Ausgangstext:

((

Notizen vom G-8-Gipfel:Ein Magnetfeld am Meer

G8 Heiligendamm, Angela Merkel, Wladimir Putin

Politische Fotografie G8-Gipfel, Heiligendamm Angela Merkel in Heiligendamm mit ihren Gästen beim Versuch die Aufstellung zum Familienfoto zustande zubringen, 8.6.07

(Foto: Regina Schmeken; Regina Schmeken)

Große Auftritte der Kleinen, kleine Gesten der Großen: Für ein paar aufgeladene Tage hat Heiligendamm die Weltenlenker und die Weltverbesserer angezogen - doch die Polarisierung kann fast nirgends überwunden werden.

Stefan Klein

Drei Tage hat sie dirigiert und moderiert, hat gefeilscht, gedrängt und in der Klimafrage aus Stillstand Bewegung gemacht, jedenfalls ein kleines bisschen. Wo immer Beobachter zugelassen waren, sah man sie in der Mitte, mater familias, und die anderen drumherum.

Es war ein Heimspiel vor weltweitem Publikum, mit Hooligans und Medienzirkus, und die Chance, sich dabei selbst zu inszenieren, hat Angela Merkel genutzt. Jetzt ist Schluss. Gerade haben die Mächtigen, die in Wahrheit so mächtig gar nicht mehr sind, ein letztes Mal diniert. Diesmal mit den Aufstrebenden und den Ohnmächtigen dieser Welt.

Was nun kommt, ist das gewohnte politische Graubrot und im Fall des Tony Blair die Rente. Angela Merkel erwartet das bereits anbrandende Hohngeschrei der Opposition, die den Klimakompromiss für eine Mogelpackung hält. Aber noch sonnt sie sich im Glanz ihres Gipfels, als sie jetzt, Freitagnachmittag, vor der Presse ihre Bilanz zieht. Es ist, wen wundert es, eine positive.

Eine turbulente Woche ist zu Ende, mit vielen Darstellern auf vielen Bühnen, großen und kleinen, hinter dem Zaun und vor dem Zaun. Wir blenden noch mal zurück.

Sonntag.

))

[Beschriftungen der Objektpunkte]
((

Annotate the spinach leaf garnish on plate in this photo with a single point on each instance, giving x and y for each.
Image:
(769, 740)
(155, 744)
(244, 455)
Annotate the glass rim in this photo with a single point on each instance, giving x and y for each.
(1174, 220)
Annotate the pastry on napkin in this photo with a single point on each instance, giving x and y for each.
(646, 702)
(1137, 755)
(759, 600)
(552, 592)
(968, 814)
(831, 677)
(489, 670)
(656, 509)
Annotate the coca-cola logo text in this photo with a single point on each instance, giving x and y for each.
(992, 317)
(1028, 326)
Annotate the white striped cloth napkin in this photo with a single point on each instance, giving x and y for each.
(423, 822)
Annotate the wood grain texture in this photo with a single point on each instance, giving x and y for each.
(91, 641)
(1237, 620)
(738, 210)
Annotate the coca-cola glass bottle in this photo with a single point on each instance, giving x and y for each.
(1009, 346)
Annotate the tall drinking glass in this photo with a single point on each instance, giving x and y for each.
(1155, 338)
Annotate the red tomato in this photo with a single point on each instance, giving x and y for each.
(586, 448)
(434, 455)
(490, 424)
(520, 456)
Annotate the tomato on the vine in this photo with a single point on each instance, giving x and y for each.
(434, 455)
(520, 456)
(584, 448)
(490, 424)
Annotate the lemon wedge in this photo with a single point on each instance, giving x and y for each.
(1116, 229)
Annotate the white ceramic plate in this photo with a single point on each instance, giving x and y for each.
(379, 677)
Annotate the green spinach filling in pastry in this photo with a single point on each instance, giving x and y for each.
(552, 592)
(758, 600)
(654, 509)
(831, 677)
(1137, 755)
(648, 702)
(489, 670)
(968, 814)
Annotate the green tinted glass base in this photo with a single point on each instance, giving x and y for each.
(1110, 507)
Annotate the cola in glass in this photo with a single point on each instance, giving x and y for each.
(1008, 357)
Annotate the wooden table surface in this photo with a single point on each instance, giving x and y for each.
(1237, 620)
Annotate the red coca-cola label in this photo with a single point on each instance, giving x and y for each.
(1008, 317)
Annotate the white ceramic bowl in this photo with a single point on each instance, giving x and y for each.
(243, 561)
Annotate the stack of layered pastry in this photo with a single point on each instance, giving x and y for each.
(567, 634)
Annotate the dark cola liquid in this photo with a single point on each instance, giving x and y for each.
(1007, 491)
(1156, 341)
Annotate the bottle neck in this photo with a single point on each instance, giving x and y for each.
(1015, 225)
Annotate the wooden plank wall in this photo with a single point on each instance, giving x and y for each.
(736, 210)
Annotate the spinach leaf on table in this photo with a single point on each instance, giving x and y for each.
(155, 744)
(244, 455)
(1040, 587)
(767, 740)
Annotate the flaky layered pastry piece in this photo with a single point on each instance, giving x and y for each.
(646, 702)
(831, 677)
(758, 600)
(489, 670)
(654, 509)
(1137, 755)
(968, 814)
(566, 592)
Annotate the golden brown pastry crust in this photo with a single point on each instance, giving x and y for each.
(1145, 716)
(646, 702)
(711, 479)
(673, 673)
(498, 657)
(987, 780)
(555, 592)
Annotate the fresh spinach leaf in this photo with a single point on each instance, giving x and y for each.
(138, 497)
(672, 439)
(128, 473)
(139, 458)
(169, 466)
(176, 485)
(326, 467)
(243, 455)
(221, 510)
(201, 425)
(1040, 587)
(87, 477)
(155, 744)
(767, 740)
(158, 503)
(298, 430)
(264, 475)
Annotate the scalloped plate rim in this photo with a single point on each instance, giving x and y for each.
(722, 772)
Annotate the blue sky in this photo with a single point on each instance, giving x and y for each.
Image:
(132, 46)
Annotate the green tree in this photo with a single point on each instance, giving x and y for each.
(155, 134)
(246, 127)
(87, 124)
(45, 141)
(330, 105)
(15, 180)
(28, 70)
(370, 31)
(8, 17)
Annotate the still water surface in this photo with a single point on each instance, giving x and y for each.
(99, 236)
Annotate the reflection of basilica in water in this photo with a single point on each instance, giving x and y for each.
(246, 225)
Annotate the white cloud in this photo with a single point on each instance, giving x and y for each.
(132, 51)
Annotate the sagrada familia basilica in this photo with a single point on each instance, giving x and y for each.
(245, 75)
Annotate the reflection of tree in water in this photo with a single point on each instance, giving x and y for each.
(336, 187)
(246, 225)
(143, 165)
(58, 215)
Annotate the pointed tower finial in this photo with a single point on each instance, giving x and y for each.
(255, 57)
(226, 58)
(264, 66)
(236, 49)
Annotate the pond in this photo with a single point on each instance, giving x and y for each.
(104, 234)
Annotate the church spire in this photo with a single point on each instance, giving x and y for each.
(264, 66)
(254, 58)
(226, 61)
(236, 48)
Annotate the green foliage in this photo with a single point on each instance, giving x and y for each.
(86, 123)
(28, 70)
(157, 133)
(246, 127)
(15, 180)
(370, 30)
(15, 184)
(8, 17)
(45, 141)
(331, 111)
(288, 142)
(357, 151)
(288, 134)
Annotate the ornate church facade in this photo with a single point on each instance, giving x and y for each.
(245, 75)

))

Gib aus dem Bericht über den G-8-Gipfel oben wortgetreu alles von „Große Auftritte der“ bis hinunter zu „den Ohnmächtigen dieser Welt.“ aus.

Große Auftritte der Kleinen, kleine Gesten der Großen: Für ein paar aufgeladene Tage hat Heiligendamm die Weltenlenker und die Weltverbesserer angezogen - doch die Polarisierung kann fast nirgends überwunden werden.

Stefan Klein

Drei Tage hat sie dirigiert und moderiert, hat gefeilscht, gedrängt und in der Klimafrage aus Stillstand Bewegung gemacht, jedenfalls ein kleines bisschen. Wo immer Beobachter zugelassen waren, sah man sie in der Mitte, mater familias, und die anderen drumherum.

Es war ein Heimspiel vor weltweitem Publikum, mit Hooligans und Medienzirkus, und die Chance, sich dabei selbst zu inszenieren, hat Angela Merkel genutzt. Jetzt ist Schluss. Gerade haben die Mächtigen, die in Wahrheit so mächtig gar nicht mehr sind, ein letztes Mal diniert. Diesmal mit den Aufstrebenden und den Ohnmächtigen dieser Welt.